:: EXERCISE DIRECTIONS ::
In every item below, swap "Identify" for "Locate" and write out the lines again with nothing else changed.

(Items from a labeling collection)
********************

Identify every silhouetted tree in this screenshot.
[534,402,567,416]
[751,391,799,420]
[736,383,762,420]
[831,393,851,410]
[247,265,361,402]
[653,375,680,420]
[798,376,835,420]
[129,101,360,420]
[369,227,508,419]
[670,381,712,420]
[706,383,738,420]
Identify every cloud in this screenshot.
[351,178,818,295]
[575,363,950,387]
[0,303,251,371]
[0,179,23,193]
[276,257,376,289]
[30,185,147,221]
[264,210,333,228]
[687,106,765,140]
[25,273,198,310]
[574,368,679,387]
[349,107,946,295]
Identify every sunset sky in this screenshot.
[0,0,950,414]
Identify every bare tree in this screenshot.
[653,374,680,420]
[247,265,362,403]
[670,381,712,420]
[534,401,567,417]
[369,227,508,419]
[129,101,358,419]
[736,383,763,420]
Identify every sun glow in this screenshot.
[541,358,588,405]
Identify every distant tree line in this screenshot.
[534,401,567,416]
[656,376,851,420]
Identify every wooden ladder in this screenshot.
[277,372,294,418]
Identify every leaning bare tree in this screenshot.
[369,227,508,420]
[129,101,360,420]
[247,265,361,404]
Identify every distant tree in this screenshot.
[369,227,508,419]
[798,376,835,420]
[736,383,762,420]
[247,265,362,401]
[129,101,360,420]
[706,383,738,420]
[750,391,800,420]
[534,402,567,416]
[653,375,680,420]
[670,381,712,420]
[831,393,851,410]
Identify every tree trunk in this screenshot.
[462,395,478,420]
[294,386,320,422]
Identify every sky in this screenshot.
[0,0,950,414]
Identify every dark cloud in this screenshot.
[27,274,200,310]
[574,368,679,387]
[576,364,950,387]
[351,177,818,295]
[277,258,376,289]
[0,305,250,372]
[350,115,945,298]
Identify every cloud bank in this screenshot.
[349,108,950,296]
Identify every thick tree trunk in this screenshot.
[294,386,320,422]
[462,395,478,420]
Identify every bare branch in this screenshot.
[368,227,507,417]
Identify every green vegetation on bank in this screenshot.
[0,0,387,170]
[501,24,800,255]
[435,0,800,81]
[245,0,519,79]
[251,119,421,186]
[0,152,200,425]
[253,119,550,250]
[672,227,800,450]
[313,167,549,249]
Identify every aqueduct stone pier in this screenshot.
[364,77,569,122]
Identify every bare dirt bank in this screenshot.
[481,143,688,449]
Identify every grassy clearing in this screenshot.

********************

:: ANSWER FOR THIS EXERCISE ::
Locate every silhouetted tree in this screenshot.
[534,402,567,416]
[751,391,799,420]
[736,383,762,420]
[831,393,851,410]
[247,265,361,402]
[653,375,680,420]
[798,376,835,420]
[129,101,360,420]
[369,227,508,419]
[670,381,712,420]
[706,383,738,420]
Locate every cloud in this screenshot.
[351,178,818,295]
[575,363,950,387]
[0,303,251,371]
[0,179,23,193]
[276,257,376,289]
[30,185,147,221]
[264,210,333,228]
[687,106,765,140]
[25,273,198,310]
[574,368,679,387]
[349,107,946,295]
Locate every sunset sky in this screenshot.
[0,0,950,414]
Locate every bare tree in this screenshot.
[653,374,680,420]
[247,265,362,403]
[670,381,712,420]
[534,401,567,417]
[369,227,508,419]
[129,101,358,419]
[736,383,763,420]
Locate every sun glow in this screenshot.
[541,358,588,405]
Locate every distant tree line in this screenshot.
[534,401,567,416]
[656,376,851,420]
Locate every wooden ladder in this screenshot.
[277,372,294,418]
Locate every leaning bare tree in this screenshot.
[369,227,508,420]
[129,101,360,420]
[247,265,361,404]
Locate every distant tree in this screenshot.
[369,227,508,419]
[798,376,835,420]
[736,383,762,420]
[247,265,362,401]
[129,101,360,420]
[706,383,738,420]
[750,391,800,420]
[534,402,567,416]
[653,375,680,420]
[670,381,712,420]
[831,393,851,410]
Locate every tree trunk in this screenshot.
[462,395,478,420]
[294,386,320,422]
Locate every sky in this screenshot.
[0,0,950,414]
Locate every dark cloud in this screenshot.
[27,274,200,310]
[574,368,679,387]
[576,364,950,387]
[351,177,818,295]
[277,258,376,289]
[0,305,250,372]
[350,115,945,298]
Locate every cloud bank in this screenshot.
[349,108,950,296]
Locate every thick tree trunk in this screenshot.
[294,386,320,422]
[462,395,478,420]
Locate every bare branch in this screenshot.
[368,227,507,417]
Locate every green vegetation on bank in this screenshot.
[0,0,387,170]
[501,24,800,255]
[435,0,800,81]
[245,0,519,79]
[251,119,421,186]
[0,152,200,425]
[253,119,550,250]
[672,227,800,450]
[313,167,549,249]
Locate every aqueduct stone pier in this screenshot.
[364,77,569,122]
Locate every bare dirt bank in this screenshot.
[481,143,688,449]
Locate every grassy clearing in this screenshot.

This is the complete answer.